**CONSIGNA ESCRITA 1**
Enumera los tipos de personas que, según el texto sobre Juan Valderrama, se encontraban entre los amigos que se habían muerto.
**CONSIGNA ESCRITA 2**
Transcribe del texto sobre Juan Valderrama el fragmento que empieza en «Una tarde visité» y termina en «Y bien, además.».

Una tarde visité al cantaor Juan Valderrama en su finca de Espartinas y me lo encontré muy triste sentado en la salita de su casa, en bata, zapatillas y una vieja agenda de teléfonos encima de la mesa. Era Nochevieja y cuando le pregunté el motivo de su tristeza, abrió la agenda y tenía casi todos los números tachados. «Este es uno de los problemas de llegar a viejo», me dijo, con los ojillos, que eran ya como dos puñaladas en un tomate, encharcados de lágrimas. Abrió la agenda aquella tarde para llamar a sus amigos más queridos y se dio cuenta de que se habían muerto la mayoría de ellos, artistas y no artistas, representantes, periodistas y familiares. Otros muchos no habían muerto, pero les había perdido la pista, algo que les suele ocurrir a los grandes artistas cuando van dejando los escenarios, como era su caso, aunque estuvo cantando hasta poco antes de su muerte. Y bien, además.

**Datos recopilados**
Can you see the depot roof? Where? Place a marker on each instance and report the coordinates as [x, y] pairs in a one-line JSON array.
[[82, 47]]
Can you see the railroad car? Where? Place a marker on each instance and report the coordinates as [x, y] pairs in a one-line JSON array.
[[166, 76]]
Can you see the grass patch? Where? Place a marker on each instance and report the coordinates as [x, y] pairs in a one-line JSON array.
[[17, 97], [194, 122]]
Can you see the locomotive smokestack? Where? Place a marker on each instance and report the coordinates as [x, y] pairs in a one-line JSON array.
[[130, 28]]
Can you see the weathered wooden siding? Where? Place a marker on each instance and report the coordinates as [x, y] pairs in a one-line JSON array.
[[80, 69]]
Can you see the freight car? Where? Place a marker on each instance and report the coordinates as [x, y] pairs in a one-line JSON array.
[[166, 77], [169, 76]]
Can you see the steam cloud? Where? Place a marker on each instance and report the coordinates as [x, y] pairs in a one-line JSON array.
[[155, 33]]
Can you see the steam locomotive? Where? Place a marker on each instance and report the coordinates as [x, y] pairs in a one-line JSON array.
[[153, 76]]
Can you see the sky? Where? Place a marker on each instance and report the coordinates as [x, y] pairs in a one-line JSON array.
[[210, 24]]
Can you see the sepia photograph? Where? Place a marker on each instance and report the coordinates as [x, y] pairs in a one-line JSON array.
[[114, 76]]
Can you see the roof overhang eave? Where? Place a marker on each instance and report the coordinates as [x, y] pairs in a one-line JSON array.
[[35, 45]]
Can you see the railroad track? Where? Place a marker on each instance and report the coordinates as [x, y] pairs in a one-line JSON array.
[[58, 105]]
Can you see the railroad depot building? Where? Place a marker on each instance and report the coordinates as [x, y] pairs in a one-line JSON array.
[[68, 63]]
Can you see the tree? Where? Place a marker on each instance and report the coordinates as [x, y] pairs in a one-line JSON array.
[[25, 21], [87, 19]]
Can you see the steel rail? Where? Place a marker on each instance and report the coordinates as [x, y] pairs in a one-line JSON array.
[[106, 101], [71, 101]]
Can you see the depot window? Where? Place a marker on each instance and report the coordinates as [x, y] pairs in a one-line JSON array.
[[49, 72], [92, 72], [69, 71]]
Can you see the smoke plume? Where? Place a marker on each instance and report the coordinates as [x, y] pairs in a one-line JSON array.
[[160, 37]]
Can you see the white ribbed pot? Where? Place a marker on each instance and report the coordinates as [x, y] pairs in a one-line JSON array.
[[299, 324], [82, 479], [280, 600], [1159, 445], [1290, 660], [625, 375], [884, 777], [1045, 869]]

**SOLUCIÓN 1**
artistas, no artistas, representantes, periodistas y familiares

**SOLUCIÓN 2**
Una tarde visité al cantaor Juan Valderrama en su finca de Espartinas y me lo encontré muy triste sentado en la salita de su casa, en bata, zapatillas y una vieja agenda de teléfonos encima de la mesa. Era Nochevieja y cuando le pregunté el motivo de su tristeza, abrió la agenda y tenía casi todos los números tachados. «Este es uno de los problemas de llegar a viejo», me dijo, con los ojillos, que eran ya como dos puñaladas en un tomate, encharcados de lágrimas. Abrió la agenda aquella tarde para llamar a sus amigos más queridos y se dio cuenta de que se habían muerto la mayoría de ellos, artistas y no artistas, representantes, periodistas y familiares. Otros muchos no habían muerto, pero les había perdido la pista, algo que les suele ocurrir a los grandes artistas cuando van dejando los escenarios, como era su caso, aunque estuvo cantando hasta poco antes de su muerte. Y bien, además.